- [Problem description]:
Repeat every record exactly.

=====

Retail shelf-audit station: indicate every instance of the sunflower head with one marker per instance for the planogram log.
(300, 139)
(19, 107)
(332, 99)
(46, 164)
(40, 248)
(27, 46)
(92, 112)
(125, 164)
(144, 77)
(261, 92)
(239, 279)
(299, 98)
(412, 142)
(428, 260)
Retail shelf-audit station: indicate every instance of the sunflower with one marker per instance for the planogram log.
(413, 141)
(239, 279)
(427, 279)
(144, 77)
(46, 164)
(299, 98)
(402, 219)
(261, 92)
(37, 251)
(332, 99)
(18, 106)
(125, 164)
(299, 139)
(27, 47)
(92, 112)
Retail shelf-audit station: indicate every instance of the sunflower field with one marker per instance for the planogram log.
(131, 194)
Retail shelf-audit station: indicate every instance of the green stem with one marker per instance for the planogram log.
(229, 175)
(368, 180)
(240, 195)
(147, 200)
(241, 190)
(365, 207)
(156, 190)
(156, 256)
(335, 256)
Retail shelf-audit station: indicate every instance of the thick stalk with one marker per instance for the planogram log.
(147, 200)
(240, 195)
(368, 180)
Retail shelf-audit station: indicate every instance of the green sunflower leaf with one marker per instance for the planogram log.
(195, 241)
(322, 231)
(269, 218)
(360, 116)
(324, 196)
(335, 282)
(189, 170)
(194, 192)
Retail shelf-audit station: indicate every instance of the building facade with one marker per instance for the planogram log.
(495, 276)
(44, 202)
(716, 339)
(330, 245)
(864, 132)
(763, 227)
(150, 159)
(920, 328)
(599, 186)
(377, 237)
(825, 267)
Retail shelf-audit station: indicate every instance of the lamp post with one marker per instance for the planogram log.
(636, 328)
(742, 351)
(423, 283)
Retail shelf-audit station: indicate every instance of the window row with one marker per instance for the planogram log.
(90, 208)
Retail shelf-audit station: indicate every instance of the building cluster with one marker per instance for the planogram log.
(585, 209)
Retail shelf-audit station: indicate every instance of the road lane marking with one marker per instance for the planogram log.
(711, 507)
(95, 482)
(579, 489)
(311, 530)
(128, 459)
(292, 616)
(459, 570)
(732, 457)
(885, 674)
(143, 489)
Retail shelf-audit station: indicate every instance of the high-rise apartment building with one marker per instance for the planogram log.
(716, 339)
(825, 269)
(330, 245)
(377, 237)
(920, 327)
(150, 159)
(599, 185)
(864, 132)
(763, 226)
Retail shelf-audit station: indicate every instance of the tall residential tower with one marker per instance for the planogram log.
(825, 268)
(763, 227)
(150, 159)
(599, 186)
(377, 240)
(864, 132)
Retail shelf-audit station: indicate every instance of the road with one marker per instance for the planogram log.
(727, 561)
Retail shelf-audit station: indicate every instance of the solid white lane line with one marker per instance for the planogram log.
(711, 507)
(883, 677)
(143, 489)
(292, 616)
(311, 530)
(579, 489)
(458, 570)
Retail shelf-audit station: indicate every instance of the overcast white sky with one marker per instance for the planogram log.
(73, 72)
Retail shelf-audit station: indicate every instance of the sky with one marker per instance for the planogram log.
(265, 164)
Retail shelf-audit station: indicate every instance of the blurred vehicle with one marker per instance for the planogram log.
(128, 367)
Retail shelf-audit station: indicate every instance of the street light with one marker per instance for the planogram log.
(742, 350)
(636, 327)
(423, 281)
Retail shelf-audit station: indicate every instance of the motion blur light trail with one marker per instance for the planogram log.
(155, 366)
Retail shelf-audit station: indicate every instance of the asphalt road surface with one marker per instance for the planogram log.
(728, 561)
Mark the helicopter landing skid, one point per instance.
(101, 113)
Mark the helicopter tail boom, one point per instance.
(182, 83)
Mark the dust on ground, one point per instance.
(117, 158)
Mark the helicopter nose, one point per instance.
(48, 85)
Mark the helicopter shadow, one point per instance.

=====

- [Answer below]:
Retail shelf-audit station: indicate every instance of the sunflower head with one marker per instance for the planogram log.
(300, 139)
(19, 107)
(332, 99)
(46, 164)
(40, 248)
(27, 46)
(92, 112)
(125, 164)
(144, 77)
(261, 92)
(239, 279)
(299, 98)
(412, 142)
(428, 260)
Retail shelf-audit station: indicate every instance of the sunflower with one marker per instance for the planogram log.
(413, 141)
(239, 279)
(427, 279)
(144, 77)
(46, 164)
(299, 98)
(402, 219)
(261, 92)
(37, 251)
(332, 99)
(18, 106)
(125, 164)
(299, 139)
(27, 47)
(92, 112)
Retail shelf-audit station: indicate every instance of the sunflower field with one marker per instance for the planogram log.
(131, 194)
Retail shelf-audit station: indicate every instance of the green stem with one marker per instance for the planogram log.
(229, 175)
(368, 180)
(240, 195)
(147, 200)
(241, 190)
(365, 207)
(156, 190)
(156, 256)
(335, 256)
Retail shelf-audit station: indicate every instance of the thick stalk with one marker per instance for the planogram log.
(147, 200)
(240, 195)
(368, 180)
Retail shelf-audit station: indicate every instance of the green sunflower leaf with one marker per instance for the planogram log.
(195, 241)
(322, 231)
(269, 218)
(360, 116)
(324, 196)
(335, 282)
(189, 170)
(194, 192)
Retail shelf-audit station: indicate every instance of the building facade with one marker per instance for the planogram log.
(495, 276)
(44, 202)
(716, 339)
(330, 245)
(864, 132)
(763, 227)
(150, 159)
(920, 328)
(599, 186)
(377, 237)
(825, 267)
Retail shelf-audit station: indicate every instance of the lamp post with one marker per instance for the planogram log.
(636, 328)
(742, 351)
(423, 283)
Retail shelf-audit station: indicate every instance of the window row with one marker per instance for the planogram log.
(90, 208)
Retail shelf-audit station: indicate every instance of the building cluster with one marker per instance for the planogram log.
(585, 209)
Retail shelf-audit station: indicate every instance of the road lane marking with one marker per instance for the planogram log.
(711, 507)
(95, 482)
(579, 489)
(311, 530)
(128, 459)
(292, 616)
(459, 570)
(732, 457)
(885, 674)
(143, 489)
Retail shelf-audit station: indicate every instance of the high-rise apartment building with one marker per instance for the planogram log.
(716, 339)
(825, 269)
(330, 245)
(377, 237)
(920, 327)
(150, 159)
(599, 185)
(864, 132)
(763, 226)
Retail shelf-audit station: indicate every instance of the tall residential tower with one marker per instance for the planogram log.
(825, 268)
(763, 227)
(150, 159)
(599, 186)
(377, 240)
(864, 132)
Retail shelf-audit station: indicate every instance of the road with one marker per instance for the planogram log.
(727, 561)
Retail shelf-audit station: indicate every instance of the solid white lane line with one marker per instance for the planogram log.
(711, 507)
(883, 677)
(143, 489)
(292, 616)
(311, 530)
(579, 489)
(458, 570)
Retail shelf-audit station: indicate every instance of the overcast white sky with one marker per instance for the planogram log.
(73, 72)
Retail shelf-audit station: indicate every instance of the sky with one marker per instance for the planogram log.
(265, 164)
Retail shelf-audit station: indicate every instance of the blurred vehicle with one marker per instance for the planogram log.
(128, 367)
Retail shelf-audit station: indicate every instance of the street light with one marker per instance for the planogram log.
(742, 350)
(636, 327)
(423, 281)
Retail shelf-audit station: indicate every instance of the motion blur light trail with one marker per instance for the planogram log.
(155, 366)
Retail shelf-audit station: indicate every instance of the asphalt road surface with one marker per instance for the planogram log.
(728, 561)
Mark the helicopter landing skid, one point per instance.
(101, 113)
Mark the helicopter tail boom, one point per instance.
(182, 83)
Mark the dust on ground, one point per instance.
(117, 158)
Mark the helicopter nose, one point per instance.
(48, 85)
Mark the helicopter shadow, one point per instance.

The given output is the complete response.